[Start THE INPUT]

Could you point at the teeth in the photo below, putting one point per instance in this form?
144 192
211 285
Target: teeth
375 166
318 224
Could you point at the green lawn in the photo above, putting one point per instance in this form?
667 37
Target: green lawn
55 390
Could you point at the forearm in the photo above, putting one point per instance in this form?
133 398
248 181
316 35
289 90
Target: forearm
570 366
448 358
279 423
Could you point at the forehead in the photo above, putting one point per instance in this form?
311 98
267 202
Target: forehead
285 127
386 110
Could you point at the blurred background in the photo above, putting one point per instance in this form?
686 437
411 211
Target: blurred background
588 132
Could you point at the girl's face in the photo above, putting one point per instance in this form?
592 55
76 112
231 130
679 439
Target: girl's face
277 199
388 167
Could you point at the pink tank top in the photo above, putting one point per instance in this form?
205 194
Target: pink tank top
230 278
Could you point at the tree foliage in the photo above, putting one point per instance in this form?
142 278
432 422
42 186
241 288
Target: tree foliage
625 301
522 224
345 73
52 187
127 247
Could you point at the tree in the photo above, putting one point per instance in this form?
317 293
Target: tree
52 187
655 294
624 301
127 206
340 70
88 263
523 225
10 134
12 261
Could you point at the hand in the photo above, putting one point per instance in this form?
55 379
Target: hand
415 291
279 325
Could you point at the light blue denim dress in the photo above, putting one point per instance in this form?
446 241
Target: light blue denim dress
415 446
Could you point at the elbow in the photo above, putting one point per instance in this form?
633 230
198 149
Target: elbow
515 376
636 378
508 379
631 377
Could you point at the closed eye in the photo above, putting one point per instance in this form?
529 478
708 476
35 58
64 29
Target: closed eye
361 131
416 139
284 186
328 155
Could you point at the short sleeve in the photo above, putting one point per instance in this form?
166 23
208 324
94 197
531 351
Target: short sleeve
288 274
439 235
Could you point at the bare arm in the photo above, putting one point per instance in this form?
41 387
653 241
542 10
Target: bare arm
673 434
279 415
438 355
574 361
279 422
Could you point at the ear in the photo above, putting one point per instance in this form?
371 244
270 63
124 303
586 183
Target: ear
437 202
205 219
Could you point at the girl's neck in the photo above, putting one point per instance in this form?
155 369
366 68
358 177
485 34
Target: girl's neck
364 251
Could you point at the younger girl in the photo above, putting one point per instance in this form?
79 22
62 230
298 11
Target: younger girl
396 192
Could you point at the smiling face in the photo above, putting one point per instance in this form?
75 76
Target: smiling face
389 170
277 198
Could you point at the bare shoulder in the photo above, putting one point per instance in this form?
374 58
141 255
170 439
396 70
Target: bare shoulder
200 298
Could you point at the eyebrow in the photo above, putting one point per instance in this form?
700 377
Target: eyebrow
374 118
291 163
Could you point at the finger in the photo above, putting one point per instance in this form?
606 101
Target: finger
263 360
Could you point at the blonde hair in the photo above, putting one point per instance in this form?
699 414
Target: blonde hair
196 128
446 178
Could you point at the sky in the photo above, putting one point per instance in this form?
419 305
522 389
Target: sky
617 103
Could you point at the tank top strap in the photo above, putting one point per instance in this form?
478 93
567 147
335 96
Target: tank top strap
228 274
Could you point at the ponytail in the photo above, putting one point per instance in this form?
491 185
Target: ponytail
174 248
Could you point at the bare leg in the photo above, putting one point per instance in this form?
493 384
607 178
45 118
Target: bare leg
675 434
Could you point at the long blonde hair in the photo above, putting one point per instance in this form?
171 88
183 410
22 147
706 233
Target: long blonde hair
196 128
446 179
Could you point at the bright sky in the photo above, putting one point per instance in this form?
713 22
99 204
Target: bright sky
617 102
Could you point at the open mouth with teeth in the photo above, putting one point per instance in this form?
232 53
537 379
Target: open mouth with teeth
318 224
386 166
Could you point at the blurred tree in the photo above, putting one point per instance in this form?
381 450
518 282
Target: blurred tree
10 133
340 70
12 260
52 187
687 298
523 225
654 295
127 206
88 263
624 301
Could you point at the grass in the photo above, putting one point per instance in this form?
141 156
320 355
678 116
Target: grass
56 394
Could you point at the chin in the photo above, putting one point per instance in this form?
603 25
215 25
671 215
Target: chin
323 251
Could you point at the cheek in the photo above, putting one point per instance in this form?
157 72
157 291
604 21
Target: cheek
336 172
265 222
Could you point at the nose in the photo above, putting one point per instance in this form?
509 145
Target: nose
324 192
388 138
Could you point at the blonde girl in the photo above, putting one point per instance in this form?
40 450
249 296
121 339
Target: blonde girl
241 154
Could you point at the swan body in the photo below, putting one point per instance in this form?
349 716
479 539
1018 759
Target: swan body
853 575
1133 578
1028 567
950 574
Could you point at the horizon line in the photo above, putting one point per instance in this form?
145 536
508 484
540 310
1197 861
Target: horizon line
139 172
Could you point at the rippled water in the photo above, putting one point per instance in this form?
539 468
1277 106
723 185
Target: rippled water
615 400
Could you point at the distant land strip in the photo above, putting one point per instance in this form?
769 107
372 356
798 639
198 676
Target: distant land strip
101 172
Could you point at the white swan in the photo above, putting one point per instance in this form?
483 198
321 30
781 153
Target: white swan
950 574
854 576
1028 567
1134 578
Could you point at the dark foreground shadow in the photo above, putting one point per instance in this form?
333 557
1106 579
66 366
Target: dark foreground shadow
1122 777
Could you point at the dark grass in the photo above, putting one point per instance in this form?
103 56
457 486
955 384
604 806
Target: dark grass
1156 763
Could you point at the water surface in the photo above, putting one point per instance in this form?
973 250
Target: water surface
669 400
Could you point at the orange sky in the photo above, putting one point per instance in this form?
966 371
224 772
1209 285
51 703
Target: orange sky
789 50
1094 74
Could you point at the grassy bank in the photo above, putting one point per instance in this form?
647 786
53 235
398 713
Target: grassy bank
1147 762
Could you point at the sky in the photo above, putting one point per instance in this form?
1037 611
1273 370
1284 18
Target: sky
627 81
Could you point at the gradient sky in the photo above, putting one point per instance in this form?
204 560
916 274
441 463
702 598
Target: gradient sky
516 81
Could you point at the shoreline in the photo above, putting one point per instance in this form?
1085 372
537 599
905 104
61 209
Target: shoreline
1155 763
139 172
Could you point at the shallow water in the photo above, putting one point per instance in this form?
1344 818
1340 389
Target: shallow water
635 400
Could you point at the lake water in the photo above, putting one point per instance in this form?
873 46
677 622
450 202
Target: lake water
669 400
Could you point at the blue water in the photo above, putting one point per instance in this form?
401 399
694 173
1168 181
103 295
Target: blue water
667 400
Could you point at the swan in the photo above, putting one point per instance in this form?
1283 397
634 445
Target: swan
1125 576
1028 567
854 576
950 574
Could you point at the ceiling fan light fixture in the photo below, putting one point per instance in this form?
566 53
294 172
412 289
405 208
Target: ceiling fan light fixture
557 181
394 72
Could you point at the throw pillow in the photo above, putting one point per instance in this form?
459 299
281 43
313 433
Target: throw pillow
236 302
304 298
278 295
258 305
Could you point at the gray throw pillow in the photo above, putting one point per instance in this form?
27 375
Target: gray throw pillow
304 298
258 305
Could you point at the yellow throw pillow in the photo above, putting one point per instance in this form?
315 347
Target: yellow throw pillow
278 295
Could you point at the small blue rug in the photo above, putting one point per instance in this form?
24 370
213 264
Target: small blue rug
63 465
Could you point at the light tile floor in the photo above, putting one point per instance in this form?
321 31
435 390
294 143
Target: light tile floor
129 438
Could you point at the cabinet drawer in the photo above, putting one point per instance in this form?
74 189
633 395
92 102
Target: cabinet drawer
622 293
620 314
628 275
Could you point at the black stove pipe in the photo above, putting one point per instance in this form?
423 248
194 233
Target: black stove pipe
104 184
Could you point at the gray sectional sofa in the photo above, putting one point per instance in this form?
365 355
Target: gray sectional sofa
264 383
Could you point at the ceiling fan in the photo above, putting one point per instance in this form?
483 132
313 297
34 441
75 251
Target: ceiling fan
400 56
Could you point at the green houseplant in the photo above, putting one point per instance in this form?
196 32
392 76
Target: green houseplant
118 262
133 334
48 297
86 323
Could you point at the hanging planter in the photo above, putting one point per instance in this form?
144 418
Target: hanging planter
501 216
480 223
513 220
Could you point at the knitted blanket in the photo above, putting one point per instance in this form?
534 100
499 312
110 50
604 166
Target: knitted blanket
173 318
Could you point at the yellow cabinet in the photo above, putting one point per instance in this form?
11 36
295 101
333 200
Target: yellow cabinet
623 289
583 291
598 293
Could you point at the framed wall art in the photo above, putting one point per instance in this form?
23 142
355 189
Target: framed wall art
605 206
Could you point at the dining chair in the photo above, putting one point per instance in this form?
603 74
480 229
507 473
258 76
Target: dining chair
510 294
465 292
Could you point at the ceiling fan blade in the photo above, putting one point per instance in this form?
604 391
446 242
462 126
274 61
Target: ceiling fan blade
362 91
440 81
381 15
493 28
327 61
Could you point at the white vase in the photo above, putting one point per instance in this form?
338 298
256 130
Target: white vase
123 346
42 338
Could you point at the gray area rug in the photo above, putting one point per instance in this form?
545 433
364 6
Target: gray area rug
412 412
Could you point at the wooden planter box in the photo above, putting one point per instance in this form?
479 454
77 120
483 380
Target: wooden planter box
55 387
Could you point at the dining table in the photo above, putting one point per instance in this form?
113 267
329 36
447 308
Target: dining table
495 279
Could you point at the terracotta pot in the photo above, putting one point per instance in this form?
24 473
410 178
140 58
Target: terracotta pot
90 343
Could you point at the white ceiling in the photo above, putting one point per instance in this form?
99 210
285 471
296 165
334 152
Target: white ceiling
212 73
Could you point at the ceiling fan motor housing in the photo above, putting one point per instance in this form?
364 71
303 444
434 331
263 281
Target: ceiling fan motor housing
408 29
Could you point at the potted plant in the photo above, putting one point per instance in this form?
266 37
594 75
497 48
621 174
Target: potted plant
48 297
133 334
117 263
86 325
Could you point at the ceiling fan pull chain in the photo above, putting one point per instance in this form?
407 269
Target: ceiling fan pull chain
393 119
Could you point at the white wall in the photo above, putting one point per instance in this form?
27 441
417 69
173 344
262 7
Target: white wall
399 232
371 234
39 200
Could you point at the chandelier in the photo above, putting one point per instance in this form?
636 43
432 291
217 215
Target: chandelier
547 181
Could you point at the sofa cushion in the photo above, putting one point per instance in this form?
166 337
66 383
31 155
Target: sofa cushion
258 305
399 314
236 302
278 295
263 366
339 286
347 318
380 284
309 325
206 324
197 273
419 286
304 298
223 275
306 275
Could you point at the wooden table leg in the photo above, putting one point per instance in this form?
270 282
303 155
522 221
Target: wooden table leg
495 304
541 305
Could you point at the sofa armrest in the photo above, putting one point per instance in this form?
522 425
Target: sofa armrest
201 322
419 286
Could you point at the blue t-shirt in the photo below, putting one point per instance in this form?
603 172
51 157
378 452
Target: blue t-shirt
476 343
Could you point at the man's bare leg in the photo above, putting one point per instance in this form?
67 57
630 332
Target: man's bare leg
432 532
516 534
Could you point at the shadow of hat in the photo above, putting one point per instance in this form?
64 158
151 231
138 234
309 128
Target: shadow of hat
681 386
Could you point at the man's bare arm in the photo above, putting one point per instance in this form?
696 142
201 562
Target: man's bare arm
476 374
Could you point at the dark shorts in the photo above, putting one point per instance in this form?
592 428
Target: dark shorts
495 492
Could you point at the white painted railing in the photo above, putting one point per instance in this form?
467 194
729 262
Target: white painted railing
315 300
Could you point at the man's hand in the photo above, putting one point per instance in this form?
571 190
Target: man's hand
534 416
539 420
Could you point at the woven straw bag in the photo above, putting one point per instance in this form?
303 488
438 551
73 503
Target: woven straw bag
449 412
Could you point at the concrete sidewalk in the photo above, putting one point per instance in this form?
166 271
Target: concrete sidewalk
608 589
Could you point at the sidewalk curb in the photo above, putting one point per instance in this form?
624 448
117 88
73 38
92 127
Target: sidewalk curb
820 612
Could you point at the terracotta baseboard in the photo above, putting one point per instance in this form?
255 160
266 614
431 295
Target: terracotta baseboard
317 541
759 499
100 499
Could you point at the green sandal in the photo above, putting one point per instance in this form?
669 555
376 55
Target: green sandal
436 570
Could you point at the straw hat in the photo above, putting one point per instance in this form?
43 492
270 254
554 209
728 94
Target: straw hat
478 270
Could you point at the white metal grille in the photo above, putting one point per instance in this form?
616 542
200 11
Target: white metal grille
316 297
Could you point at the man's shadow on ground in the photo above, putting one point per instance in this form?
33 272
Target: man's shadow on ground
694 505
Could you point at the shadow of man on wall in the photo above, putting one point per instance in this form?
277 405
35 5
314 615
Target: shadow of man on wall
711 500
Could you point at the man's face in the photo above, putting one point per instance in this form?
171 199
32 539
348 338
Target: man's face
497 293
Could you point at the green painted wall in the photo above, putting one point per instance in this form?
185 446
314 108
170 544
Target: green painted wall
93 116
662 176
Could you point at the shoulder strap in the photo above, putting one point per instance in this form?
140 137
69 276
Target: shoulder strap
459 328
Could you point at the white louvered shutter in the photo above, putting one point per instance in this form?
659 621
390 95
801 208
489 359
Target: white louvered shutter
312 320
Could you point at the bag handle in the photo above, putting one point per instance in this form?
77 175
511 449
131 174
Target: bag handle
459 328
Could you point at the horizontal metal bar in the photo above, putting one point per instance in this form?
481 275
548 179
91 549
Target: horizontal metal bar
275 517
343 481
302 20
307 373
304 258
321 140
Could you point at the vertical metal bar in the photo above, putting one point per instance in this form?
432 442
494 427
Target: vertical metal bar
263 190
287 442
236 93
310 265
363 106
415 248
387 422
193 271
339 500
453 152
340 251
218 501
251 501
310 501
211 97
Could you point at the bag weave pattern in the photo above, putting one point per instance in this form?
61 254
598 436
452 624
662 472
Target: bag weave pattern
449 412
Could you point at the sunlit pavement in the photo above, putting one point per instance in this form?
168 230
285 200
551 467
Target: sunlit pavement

[End THE INPUT]

YOUR TASK >> Each line from the one containing "Could you point at the shoulder" through the end of the entries, both included, is to be returned exactly, with no other lines.

SOLUTION TO THE PROBLEM >>
Could you point at the shoulder strap in the photo above, putting one point per instance in this form?
140 137
69 276
Target: shoulder strap
459 328
Could you point at the white louvered shutter in the photo above, putting one point per instance in this form?
659 621
390 95
801 208
489 359
Target: white louvered shutter
312 320
Could you point at the bag handle in the photo above, putting one point per instance in this form?
77 175
511 449
131 174
Target: bag handle
459 328
Could you point at the horizontal metal bar in the photo above, putting one point per instance in this form?
481 275
548 179
91 549
Target: horizontal metal bar
275 517
343 481
302 20
307 373
304 258
321 140
Could you point at the vertical metal bar in the photo above, putting one point per instance in this form?
432 442
494 427
Target: vertical metal bar
263 190
287 442
236 93
310 265
363 106
415 248
387 422
193 271
339 500
453 152
340 251
218 501
251 501
310 501
211 97
Could you point at the bag weave pattern in the photo above, putting one point per instance in this form?
61 254
598 436
452 624
662 472
Target: bag weave pattern
449 412
Could you point at the sunlit pavement in the photo above, putting one point per instance in this form?
168 230
285 200
551 467
Target: sunlit pavement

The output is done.